* Extract to read
*****
Form- A very powerful way to create a sense of rhythm in a design is by effectively using forms within a design. If a “bush” of stem plants touches the side of the tank, it should stop somewhere along the top part of the form – like the “bush” got stuck in the glass. Care should be taken to ensure that hardscape components like driftwood and/or large stones don’t touch the sides of the tank because they cannot be “cut” apart and made to appear like they continue off into the distance. Their ends should be hidden by plants or in the substrate only implying their continuation. 
Color- Color contributes to the tank’s rhythm by naturally creating a sense of continuation through color schemes. If the tank leads from a bright red focal point to progressively darker shades of green, the viewer can assume that the area beyond the tank would naturally be darker. 
Texture- The textures of materials can contribute to the rhythm of the design by contrasting with each other and creating a natural sense of continuation.

Repetition - – Repetition is the creation of motion through a series of different materials. A good design should “flow” from the focal point throughout the layout. Repetition is a good way to express this flow. However, repetition should be limited to only a few components repeated a few times. The continuation of repetition should only be implied. Too much repetition is monotonous, busy, and appears cluttered – one of the major difficulties in Dutch aquascape design.
Scale- Components can be arranged in ascending or descending size to create a sense of repetition in the design. A triangular-shaped design would be a very good example of this.
Line – The repetition of line in a layout is usually only implied with aquascaping – leading the viewer to feel like the design could be repeated if it was larger. However, the line created by individual components, like stones in an Iwagumi layout, can be repeated a few times to imply a larger design – like a mountain range.
Form- The repetition of form is one way to use this principle in your design. A series of “bushes” or a cluster of stones would easily lend itself towards repetition. Too many “bushes” will make the design look too busy – commonly referred to as “collectoritis.”
Color- Color is often repeated in an aquascape layout. A focal point of red, followed by light green, green, and dark green repeated a couple of times successfully creates a sense of repetition.
Texture- Textures are the most common form of repetition. Coarse-fine, fine-coarse, coarse-fine… is an often found repetition – it works.

Simplicity – Perhaps the most important and hardest to conform to principle is that of simplicity. Simplicity is the use of a limited number of materials to create a successful design. The excessive use of materials is monotonous and confusing to the viewer. Beware the overpowering tendency towards collectivities. A general rule of thumb is to keep all components limited to 3-5 pieces. 
Scale- Never use more than 3-5 different sizes in any design.
Line- Don’t use more than one continuous line of movement. More would be confusing.
Form- Don’t use more than 3-5 forms within a layout.
*****
* Written task a
Please retype the aquascaping excerpt from "Color- Color is" up to and including "to 3-5 pieces.".
The aquascaping excerpt and the rows are unrelated to each other.
*****
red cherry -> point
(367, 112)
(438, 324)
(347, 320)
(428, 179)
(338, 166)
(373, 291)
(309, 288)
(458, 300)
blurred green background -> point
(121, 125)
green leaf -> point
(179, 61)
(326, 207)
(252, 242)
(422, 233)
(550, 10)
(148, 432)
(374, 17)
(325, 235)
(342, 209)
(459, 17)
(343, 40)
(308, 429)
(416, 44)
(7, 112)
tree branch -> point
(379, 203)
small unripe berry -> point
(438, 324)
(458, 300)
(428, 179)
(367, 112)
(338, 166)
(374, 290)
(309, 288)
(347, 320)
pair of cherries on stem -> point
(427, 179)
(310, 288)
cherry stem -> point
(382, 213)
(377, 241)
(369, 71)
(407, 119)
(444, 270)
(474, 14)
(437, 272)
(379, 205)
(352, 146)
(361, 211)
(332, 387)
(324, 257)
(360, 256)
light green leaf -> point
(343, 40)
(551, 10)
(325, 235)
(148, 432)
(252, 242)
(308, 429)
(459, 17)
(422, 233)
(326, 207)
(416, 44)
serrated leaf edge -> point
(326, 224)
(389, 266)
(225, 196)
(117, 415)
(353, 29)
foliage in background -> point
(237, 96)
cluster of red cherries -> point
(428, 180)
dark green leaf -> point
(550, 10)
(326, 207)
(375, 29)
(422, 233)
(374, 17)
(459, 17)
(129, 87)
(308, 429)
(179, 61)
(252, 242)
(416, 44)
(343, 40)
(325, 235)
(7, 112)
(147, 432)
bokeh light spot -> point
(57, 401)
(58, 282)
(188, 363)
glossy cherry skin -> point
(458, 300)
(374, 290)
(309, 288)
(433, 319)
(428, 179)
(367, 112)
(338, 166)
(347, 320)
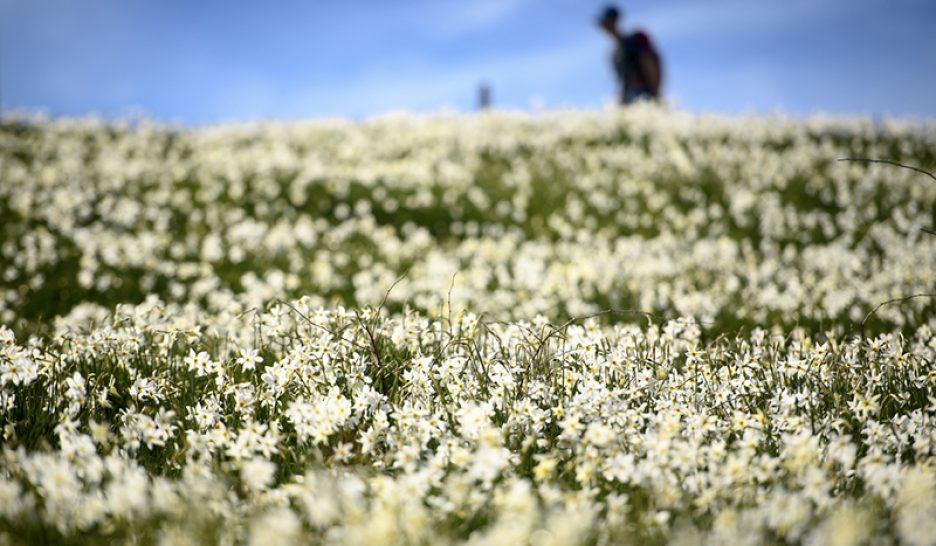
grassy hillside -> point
(634, 327)
(735, 222)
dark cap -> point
(610, 13)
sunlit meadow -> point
(617, 327)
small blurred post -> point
(484, 96)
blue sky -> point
(203, 61)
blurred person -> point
(635, 60)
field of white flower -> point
(637, 326)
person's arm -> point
(651, 74)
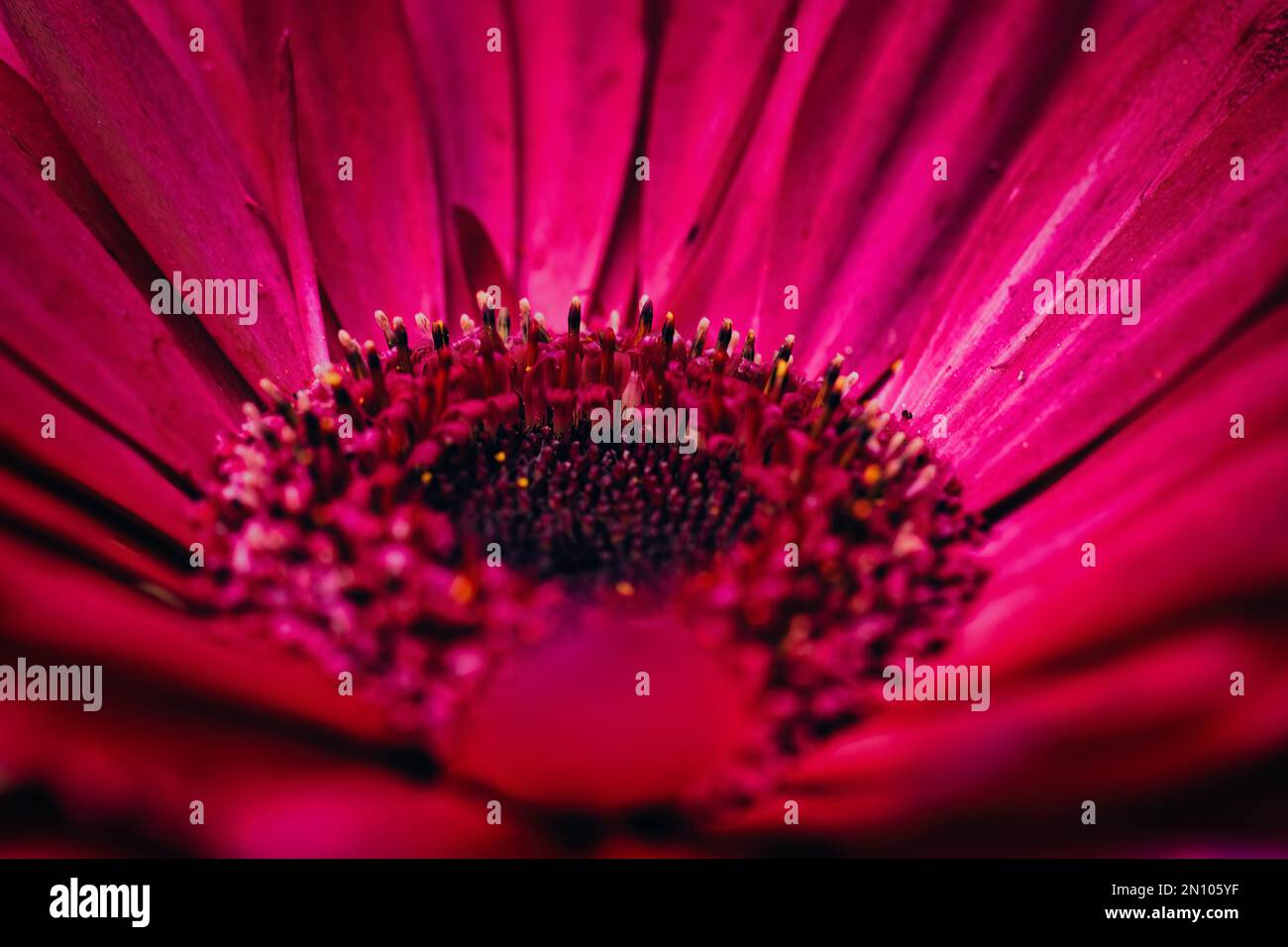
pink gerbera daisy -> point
(370, 585)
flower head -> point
(665, 573)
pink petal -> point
(140, 763)
(715, 68)
(726, 269)
(377, 236)
(1184, 519)
(88, 457)
(1126, 735)
(78, 321)
(161, 163)
(473, 106)
(1133, 184)
(861, 227)
(138, 633)
(218, 77)
(562, 722)
(580, 67)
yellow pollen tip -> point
(462, 590)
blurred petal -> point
(162, 165)
(1120, 733)
(580, 65)
(377, 235)
(717, 62)
(263, 792)
(218, 76)
(1121, 187)
(89, 457)
(861, 227)
(1185, 519)
(140, 633)
(562, 723)
(473, 105)
(726, 269)
(77, 318)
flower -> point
(1086, 505)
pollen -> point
(406, 544)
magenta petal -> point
(162, 165)
(726, 269)
(9, 53)
(86, 453)
(715, 68)
(1184, 519)
(580, 67)
(218, 76)
(377, 236)
(78, 321)
(1124, 733)
(136, 634)
(1136, 185)
(146, 757)
(473, 106)
(861, 226)
(562, 723)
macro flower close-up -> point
(536, 428)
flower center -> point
(565, 505)
(415, 514)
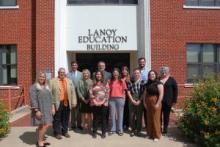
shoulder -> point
(79, 72)
(33, 87)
*****
* Written task b
Pick out every row that contains the string "stem", treating uppercase and lowercase as different.

* Right answer a
Color- Color is often repeated in an aquascape layout. A focal point of red, followed by light green, green, and dark green repeated a couple of times successfully creates a sense of repetition.
Texture- Textures are the most common form of repetition. Coarse-fine, fine-coarse, coarse-fine… is an often found repetition – it works.

Simplicity – Perhaps the most important and hardest to conform to principle is that of simplicity. Simplicity is the use of a limited number of materials to create a successful design. The excessive use of materials is monotonous and confusing to the viewer. Beware the overpowering tendency towards collectivities. A general rule of thumb is to keep all components limited to 3-5 pieces.

* Right answer b
pair of cherries on stem -> point
cherry stem -> point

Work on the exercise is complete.